◆ **WRITTEN INSTRUCTION 1**: Reproduce the stretch of the asset pricing passage from "A Comparison among" through "compared to RM³.".

◆ **EXTRACT PROVIDED**:
▬▬▬▬▬▬▬▬▬▬
Source: Authors’ calculations.

Notes: This table displays model specification test results for evaluating the goodness of fit for (a) conditional Fama–French three-factor model, (b) conditional CAPM augmented with HVaRL and HILLIQL, and (c) conditional CAPM augmented with HVaRL and RM³ and scaled by six conditioning variables. The J_T test is the overidentifying restriction test by Hansen (1982) and follows chi-square with degrees of freedom (number of moment conditions−number of parameter estimates). The HJ-distance is the popularly used measure for model evaluation by Hansen and Jagannathan (1997) and the p-values for HJ-distance are obtained by simulation following Jagannathan and Wang (1996). The Sup-LM is the Andrews (1993) parameter stability test and the critical values are obtained from Table 1 (Andrews, 1993). The sample period is from January 1993 to January 2013 which includes 241 monthly observations. * and ** show 1% and 5% level of significance.

Next we investigate which of the individual factors, that is, HVaRL or HILLIQL, provide greater improvement, that is, greater decrease in J_T test and HJ-distance. Iqbal et al. (2010) found that inclusion of RM³ improves performance of the CAPM and the Fama–French model. However, it is not clear which underlying risk characteristics are captured by this RM³. Table 4 shows that as compared to the Fama–French model augmented with the RM³, the HVaRL factor provides improvement in the performance of the unconditional Fama–French model in terms of HJ-distance (with stable parameters). Furthermore, according to J_T test statistic, illiquidity factor (HILLIQL) provides greater improvement in the performance of both conditional and unconditional models as compared to the RM³. Also in most of the cases with conditional models, inclusion of either illiquidity factor (HILLIQL) or value-at-risk factor (HVaRL) provides greater improvement in the performance of the model as compared to the RM³. The results for these variables are not reported in this article but are available on request.

Table 3.

A Comparison among Three-factor Unconditional Models

Model Specification Test	J_T test(p-value)	HJ-distance(p-value)	Sup-LM
(i) RM, SMB and HML	35.257	0.099	31.883*
	0.000	0.000
(ii) RM, HVaRL and HILLIQL	16.541	0.088	13.964
	0.167	0.383
(iii) RM, HVaRL and RM³	20.594	0.113	11.939
	0.057	0.000

Source: Authors’ calculations.

Overall, we observe that the inclusion of the HVaRL and HILLIQL risk factors improves the performance of almost all the conditional and unconditional CAPM and Fama–French models significantly as compared to RM³.

Figures 1–3 present the graphs of selected models with smaller pricing errors. Full results can be obtained from the authors on request. Pricing error graph is plotted between realised average portfolio returns and the expected returns (% per month) predicted by conditional or unconditional models. We select the graphs on the basis of HJ-distance measure, with stable parameters and small pricing errors. The closer the portfolios returns to the 45⁰ diagonal line, the better the asset pricing model, as the model predicted returns will be closer to the realised returns.

Figure 1a presents the pricing error plot for the conditional Fama–French three-factor model, and Figure 1b presents the conditional CAPM augmented with HVaRL and HILLIQL both scaled by CY. We observe that the graphical analysis supports the findings of Table 2 which shows the conditional CAPM augmented with the HVaRL and HILLIQL factors produces much smaller pricing error than the conditional Fama–French three-factor model.
▬▬▬▬▬▬▬▬▬▬
◆ **Location annotation dataset excerpts**:

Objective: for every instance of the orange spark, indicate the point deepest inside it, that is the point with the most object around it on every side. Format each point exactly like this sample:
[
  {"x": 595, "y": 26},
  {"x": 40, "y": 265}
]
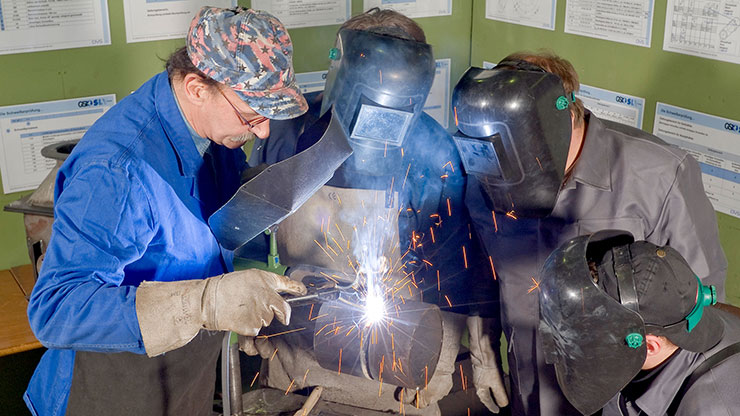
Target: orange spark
[
  {"x": 535, "y": 286},
  {"x": 289, "y": 387},
  {"x": 490, "y": 260},
  {"x": 339, "y": 371},
  {"x": 322, "y": 249}
]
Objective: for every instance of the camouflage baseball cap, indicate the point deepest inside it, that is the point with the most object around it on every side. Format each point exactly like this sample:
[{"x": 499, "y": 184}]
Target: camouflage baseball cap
[{"x": 251, "y": 52}]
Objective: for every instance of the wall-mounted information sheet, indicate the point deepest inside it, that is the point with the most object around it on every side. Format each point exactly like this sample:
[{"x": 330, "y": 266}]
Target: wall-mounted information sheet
[
  {"x": 26, "y": 129},
  {"x": 307, "y": 13},
  {"x": 43, "y": 25},
  {"x": 614, "y": 106},
  {"x": 413, "y": 8},
  {"x": 714, "y": 142},
  {"x": 625, "y": 21},
  {"x": 536, "y": 13},
  {"x": 163, "y": 19},
  {"x": 311, "y": 81},
  {"x": 705, "y": 28},
  {"x": 438, "y": 101}
]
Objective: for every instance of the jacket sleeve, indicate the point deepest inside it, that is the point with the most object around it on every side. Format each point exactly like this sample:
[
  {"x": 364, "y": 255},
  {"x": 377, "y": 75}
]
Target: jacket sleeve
[
  {"x": 103, "y": 222},
  {"x": 688, "y": 223}
]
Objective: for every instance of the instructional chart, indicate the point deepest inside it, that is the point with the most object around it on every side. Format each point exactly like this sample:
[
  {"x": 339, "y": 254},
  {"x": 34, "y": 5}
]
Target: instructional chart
[
  {"x": 413, "y": 8},
  {"x": 705, "y": 28},
  {"x": 26, "y": 129},
  {"x": 614, "y": 106},
  {"x": 43, "y": 25},
  {"x": 536, "y": 13},
  {"x": 307, "y": 13},
  {"x": 163, "y": 19},
  {"x": 625, "y": 21},
  {"x": 714, "y": 142}
]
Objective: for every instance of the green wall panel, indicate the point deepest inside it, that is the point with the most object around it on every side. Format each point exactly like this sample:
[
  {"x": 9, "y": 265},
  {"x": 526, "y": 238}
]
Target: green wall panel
[
  {"x": 690, "y": 82},
  {"x": 121, "y": 67}
]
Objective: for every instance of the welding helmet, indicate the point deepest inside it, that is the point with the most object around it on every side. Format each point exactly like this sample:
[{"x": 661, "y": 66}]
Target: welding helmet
[
  {"x": 513, "y": 135},
  {"x": 599, "y": 296},
  {"x": 378, "y": 85}
]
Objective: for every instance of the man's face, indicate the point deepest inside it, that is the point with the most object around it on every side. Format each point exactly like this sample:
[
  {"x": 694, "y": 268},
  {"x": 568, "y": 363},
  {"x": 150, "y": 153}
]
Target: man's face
[{"x": 229, "y": 121}]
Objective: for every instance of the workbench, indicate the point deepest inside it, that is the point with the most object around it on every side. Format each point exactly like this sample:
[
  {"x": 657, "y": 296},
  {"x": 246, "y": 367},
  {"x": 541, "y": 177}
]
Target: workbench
[{"x": 15, "y": 332}]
▬▬▬▬▬▬▬▬▬▬
◆ **WRITTEN INSTRUCTION 2**: Express the entries, from the line containing "Objective: for every instance of the man's" through the end of the entries, as a Markdown table with the columns Number and Content, one row per line and blank lines omitted.

◆ **CORRECT OUTPUT 1**:
A Comparison among Three-factor Unconditional Models

Model Specification Test	J_T test(p-value)	HJ-distance(p-value)	Sup-LM
(i) RM, SMB and HML	35.257	0.099	31.883*
	0.000	0.000
(ii) RM, HVaRL and HILLIQL	16.541	0.088	13.964
	0.167	0.383
(iii) RM, HVaRL and RM³	20.594	0.113	11.939
	0.057	0.000

Source: Authors’ calculations.

Overall, we observe that the inclusion of the HVaRL and HILLIQL risk factors improves the performance of almost all the conditional and unconditional CAPM and Fama–French models significantly as compared to RM³.

◆ **CORRECT OUTPUT 2**:
| Number | Content |
|---|---|
| 1 | Objective: for every instance of the man's face, indicate the point deepest inside it, that is the point with the most object around it on every side. Format each point exactly like this sample: |
| 2 | [ |
| 3 |   {"x": 694, "y": 268}, |
| 4 |   {"x": 568, "y": 363}, |
| 5 |   {"x": 150, "y": 153} |
| 6 | ] |
| 7 | Target: man's face |
| 8 | [{"x": 229, "y": 121}] |
| 9 | Objective: for every instance of the workbench, indicate the point deepest inside it, that is the point with the most object around it on every side. Format each point exactly like this sample: |
| 10 | [ |
| 11 |   {"x": 657, "y": 296}, |
| 12 |   {"x": 246, "y": 367}, |
| 13 |   {"x": 541, "y": 177} |
| 14 | ] |
| 15 | Target: workbench |
| 16 | [{"x": 15, "y": 332}] |